** Stated problem 1 **
Please answer these questions about the 802.11 text:
(a) What are the two power-saving modes defined for stations?
(b) What connects the overlapping BSSs in an extended service set?
(c) What does spread spectrum trade bandwidth efficiency for?

Figure 3-2 depicts the basic topology of an IEEE 802.11 environment. A basic service set (BSS) consists of two or more wireless stations that have recognized each other and have established communications. Within a given cell coverage area, stations communicate directly with each other on a peer-to-peer basis; this type of network is usually established on a temporary timeframe and is commonly referred to as an ad hoc network or an independent basic service set (IBSS). More typically, the BSS contains an AP. The AP operates as a bridge between the wireless and wired LAN. APs are fixed-location network elements and are considered part of the wired network infrastructure. When an AP is present, the stations do not communicate on a peer-to-peer basis, but communicate through the AP instead. A BSS with APs is said to be operating in the infrastructure mode . All station clocks within a BSS are synchronized by the periodic transmission of timestamped beacons. Beacons are used to convey network parameters such as hop sequence. Probe requests and responses are utilized to join a network.

Figure 3-2: IBSS

There are two power-saving modes defined for stations: awake and doze . In the awake mode, stations can receive packets at any time. In the doze mode, stations must 'wake up' periodically to listen for beacons that indicate that the AP has queued messages. Stations must inform the AP before entering the doze state.

Figure 3-3 depicts an extended service set (ESS). The ESS consists of a group of overlapping BSSs (each containing an AP) connected together via a distribution system (DS). Although the DS can be any type of network, it is often an Ethernet LAN. Mobile stations can roam between APs and seamless coverage is maintained. The IEEE standard identifies the basic message formats to support roaming, but the details are left up to network vendors .

Figure 3-3: ESS

802.11 uses carrier sense multiple access/collision avoidance (CSMA/ CA). Although 802.3 uses carrier sense multiple access/collision detection (CSMA/CD), which has a 100 percent collision-detect mechanism to support reliable data transfer, the CA apparatus is better optimized to an environment where there are large differences in signal strengths. With CA, collisions can only be inferred after the fact. The transmitter fails to get a response and the receiver sees corrupted information via the cyclic redundancy check (CRC). This topic is revisited later in the section 'Multiple Access.'

Multipath fading can inhibit signal reception . Multiple antennas can be used to minimize this problem via spatial separation of orthogonality. This is called antenna diversity .

Wireless PHYs

Spread Spectrum   Most WLAN systems ^[3] use spread spectrum technology, a wideband radio frequency (RF) technique developed by the military for use in reliable, secure, mission-critical communications systems. Some PHYs provide only one channel, whereas others provide multiple channels; examples of channel types are shown in Table 3-2.

Spread spectrum is designed to trade off bandwidth efficiency for reliability, integrity, and security. That is, more bandwidth is consumed than in the case of narrowband transmission, but the trade-off produces a signal that is easier to detect, provided that the receiver knows the parameters of the spread spectrum signal being broadcast. If a receiver is not tuned to the correct frequency, a spread spectrum signal looks like background noise. As noted previously, there are two types of spread spectrum radio: FHSS and DSSS.

** Provided entries **
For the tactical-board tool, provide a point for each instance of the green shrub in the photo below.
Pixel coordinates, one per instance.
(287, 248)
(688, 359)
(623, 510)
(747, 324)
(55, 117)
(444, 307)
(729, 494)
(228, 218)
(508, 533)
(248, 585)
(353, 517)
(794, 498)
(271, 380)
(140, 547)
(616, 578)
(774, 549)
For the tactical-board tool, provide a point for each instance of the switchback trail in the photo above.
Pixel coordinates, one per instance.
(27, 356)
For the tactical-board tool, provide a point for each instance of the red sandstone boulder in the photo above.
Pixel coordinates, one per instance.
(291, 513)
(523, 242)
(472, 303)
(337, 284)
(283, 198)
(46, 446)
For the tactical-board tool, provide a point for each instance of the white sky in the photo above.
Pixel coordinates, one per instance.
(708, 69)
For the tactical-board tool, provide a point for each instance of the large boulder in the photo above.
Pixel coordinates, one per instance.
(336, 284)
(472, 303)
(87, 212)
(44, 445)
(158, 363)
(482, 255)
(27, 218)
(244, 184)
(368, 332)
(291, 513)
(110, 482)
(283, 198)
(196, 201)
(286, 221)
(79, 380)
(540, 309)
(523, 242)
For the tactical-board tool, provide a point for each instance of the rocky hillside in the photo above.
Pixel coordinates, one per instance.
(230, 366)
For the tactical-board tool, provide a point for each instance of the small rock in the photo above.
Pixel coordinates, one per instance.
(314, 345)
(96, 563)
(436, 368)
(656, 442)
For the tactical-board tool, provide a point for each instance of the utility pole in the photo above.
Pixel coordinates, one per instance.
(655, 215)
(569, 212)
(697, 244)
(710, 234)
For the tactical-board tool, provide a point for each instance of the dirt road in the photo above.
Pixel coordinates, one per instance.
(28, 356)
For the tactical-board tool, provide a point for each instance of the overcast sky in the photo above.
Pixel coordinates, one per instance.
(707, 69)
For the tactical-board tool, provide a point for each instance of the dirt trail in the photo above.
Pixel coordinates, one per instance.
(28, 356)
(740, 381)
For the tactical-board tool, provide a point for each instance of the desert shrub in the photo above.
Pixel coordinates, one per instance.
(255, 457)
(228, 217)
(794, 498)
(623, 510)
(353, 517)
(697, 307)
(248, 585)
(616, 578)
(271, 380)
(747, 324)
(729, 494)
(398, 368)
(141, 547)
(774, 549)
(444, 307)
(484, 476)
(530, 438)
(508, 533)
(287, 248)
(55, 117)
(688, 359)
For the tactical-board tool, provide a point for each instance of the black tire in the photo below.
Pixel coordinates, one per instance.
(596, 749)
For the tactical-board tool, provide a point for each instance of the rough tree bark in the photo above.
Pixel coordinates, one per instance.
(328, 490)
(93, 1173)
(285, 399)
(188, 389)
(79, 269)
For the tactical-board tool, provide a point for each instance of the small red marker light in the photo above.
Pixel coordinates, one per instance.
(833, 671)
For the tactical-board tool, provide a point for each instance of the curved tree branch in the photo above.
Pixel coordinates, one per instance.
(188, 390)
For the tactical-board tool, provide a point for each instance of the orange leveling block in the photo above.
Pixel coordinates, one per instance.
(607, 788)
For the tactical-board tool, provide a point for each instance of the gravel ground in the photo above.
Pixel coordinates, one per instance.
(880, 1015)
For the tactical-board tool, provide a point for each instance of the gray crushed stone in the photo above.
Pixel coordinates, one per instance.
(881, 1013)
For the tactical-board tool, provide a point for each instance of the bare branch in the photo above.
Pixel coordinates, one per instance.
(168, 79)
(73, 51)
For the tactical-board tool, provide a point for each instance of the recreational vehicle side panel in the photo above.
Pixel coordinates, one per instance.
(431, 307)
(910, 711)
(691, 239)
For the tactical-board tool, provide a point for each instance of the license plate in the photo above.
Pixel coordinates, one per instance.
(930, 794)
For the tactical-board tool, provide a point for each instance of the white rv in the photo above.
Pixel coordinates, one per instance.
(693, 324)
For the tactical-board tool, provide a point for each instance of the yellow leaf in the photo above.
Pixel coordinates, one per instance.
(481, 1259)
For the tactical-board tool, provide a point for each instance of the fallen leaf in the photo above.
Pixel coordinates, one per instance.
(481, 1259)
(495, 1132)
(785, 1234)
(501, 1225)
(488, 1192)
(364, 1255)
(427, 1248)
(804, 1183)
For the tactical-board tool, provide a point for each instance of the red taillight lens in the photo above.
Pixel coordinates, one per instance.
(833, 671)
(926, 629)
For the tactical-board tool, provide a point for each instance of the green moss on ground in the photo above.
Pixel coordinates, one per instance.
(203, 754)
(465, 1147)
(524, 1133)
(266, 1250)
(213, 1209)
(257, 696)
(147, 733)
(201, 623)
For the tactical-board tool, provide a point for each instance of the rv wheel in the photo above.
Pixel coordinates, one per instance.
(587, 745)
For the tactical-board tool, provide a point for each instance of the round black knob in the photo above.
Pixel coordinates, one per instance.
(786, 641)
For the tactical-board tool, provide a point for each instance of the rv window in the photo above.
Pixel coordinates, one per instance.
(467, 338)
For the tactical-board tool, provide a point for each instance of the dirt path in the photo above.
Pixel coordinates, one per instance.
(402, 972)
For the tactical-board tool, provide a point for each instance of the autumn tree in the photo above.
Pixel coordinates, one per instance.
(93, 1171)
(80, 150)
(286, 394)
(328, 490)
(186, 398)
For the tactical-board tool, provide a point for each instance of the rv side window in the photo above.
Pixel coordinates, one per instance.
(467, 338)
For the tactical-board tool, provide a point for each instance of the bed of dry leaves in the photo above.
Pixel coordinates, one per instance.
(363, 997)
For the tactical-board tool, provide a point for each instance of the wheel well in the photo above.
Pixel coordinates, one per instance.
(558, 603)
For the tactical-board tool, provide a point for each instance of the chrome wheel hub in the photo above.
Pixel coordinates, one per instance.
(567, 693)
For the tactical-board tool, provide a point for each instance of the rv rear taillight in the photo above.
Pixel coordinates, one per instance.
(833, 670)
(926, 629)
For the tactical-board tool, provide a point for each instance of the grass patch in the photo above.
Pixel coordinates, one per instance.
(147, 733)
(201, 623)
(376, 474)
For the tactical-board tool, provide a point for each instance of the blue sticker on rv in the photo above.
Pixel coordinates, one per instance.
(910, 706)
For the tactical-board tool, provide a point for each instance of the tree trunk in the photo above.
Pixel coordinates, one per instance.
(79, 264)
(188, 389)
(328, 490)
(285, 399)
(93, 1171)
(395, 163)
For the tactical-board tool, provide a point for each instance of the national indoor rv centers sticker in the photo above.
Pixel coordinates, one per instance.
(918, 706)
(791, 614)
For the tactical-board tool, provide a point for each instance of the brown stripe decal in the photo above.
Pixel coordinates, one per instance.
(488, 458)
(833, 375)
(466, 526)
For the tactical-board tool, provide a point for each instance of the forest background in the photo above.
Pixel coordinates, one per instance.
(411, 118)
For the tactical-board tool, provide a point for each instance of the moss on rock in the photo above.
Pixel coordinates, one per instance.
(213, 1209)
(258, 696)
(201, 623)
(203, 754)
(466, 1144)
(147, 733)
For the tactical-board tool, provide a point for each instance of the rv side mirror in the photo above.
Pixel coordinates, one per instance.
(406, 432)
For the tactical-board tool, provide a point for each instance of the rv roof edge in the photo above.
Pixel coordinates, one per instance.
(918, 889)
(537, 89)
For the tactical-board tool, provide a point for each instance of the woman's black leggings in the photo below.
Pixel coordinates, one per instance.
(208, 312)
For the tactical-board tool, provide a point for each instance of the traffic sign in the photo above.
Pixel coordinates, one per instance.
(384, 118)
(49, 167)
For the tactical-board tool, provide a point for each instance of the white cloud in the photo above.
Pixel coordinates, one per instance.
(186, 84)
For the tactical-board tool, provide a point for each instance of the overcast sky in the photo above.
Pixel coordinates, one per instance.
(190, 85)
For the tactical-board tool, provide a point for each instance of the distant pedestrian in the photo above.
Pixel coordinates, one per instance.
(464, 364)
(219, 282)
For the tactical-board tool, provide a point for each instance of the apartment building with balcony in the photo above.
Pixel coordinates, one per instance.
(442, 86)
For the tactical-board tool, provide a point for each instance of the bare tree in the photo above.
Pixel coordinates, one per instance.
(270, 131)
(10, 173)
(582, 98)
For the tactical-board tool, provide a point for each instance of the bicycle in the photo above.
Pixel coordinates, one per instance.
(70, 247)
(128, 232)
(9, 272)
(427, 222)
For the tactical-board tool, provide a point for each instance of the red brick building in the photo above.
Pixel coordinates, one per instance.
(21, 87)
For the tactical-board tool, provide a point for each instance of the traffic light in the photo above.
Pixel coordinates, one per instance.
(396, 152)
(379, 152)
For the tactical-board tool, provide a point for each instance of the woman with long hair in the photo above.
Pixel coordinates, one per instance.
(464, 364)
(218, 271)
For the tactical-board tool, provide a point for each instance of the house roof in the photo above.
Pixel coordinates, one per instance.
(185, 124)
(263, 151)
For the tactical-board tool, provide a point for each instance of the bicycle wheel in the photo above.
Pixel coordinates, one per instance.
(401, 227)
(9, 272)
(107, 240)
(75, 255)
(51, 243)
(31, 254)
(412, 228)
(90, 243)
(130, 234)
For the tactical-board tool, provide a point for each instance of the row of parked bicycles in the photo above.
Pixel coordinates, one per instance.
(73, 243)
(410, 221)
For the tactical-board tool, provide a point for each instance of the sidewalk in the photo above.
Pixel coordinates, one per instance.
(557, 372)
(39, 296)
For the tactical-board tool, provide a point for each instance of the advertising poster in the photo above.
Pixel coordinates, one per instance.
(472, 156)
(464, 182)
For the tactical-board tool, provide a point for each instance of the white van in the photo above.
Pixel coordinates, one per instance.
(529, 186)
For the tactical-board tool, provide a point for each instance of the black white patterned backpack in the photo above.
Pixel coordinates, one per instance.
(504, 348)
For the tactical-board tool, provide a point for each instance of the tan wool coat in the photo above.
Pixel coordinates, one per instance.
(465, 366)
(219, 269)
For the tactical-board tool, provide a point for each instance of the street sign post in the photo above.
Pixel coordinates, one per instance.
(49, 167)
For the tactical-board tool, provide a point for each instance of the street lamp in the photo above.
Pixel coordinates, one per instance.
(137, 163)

** Stated problem 2 **
Print the listing verbatim, starting at the line that contains "lamp in the photo above." and ending with the last line of the listing.

** Worked solution 1 **
(a) Awake and doze.
(b) A distribution system (DS).
(c) Reliability, integrity, and security.

** Worked solution 2 **
For the tactical-board tool, provide a point for each instance of the street lamp in the photo above.
Pixel coordinates, one per instance.
(137, 163)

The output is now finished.